# Requirement:
Reproduce exactly the lines from the top of the records below through the line holding "Target: man in red shirt".

Study material: Begin

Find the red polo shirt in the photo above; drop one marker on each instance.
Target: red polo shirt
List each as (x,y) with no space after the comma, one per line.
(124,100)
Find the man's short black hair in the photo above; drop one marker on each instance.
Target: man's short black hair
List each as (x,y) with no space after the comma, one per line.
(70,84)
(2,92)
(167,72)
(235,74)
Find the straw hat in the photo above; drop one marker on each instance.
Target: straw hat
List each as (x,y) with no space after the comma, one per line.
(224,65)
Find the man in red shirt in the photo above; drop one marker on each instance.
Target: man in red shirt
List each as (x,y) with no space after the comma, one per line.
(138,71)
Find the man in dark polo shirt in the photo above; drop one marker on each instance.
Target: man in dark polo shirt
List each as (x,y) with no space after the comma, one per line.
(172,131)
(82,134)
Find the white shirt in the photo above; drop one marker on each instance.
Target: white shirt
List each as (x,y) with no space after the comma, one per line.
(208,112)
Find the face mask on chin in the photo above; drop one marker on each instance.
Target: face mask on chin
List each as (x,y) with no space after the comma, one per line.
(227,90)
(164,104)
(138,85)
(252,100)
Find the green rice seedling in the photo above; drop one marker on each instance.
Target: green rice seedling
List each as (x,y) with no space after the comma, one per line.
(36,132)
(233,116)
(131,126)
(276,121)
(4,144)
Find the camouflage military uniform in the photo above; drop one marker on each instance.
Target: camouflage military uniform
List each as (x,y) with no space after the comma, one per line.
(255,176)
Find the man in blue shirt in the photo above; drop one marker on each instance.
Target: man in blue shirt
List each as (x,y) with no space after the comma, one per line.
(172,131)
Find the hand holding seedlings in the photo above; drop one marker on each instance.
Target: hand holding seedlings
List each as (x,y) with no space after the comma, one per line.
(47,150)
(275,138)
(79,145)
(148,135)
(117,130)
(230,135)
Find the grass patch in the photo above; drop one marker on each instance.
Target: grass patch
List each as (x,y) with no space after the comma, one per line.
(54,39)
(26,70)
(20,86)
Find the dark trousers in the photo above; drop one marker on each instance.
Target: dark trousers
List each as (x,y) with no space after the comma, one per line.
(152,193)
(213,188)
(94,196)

Study material: End

# Final answer:
Find the red polo shirt in the photo above; drop one marker on each instance.
Target: red polo shirt
List each as (x,y) with no space after the comma, one per line.
(124,100)
Find the man's short black hair in the photo above; drop one marker on each instance.
Target: man's short black hair
List each as (x,y) with no space after the comma, one per line.
(70,84)
(2,92)
(167,72)
(235,74)
Find the straw hat in the photo above; drop one marker on each instance.
Target: straw hat
List each as (x,y) with no space after the comma, one per line.
(224,65)
Find the man in red shirt in the photo above; drop one marker on each instance.
Target: man in red shirt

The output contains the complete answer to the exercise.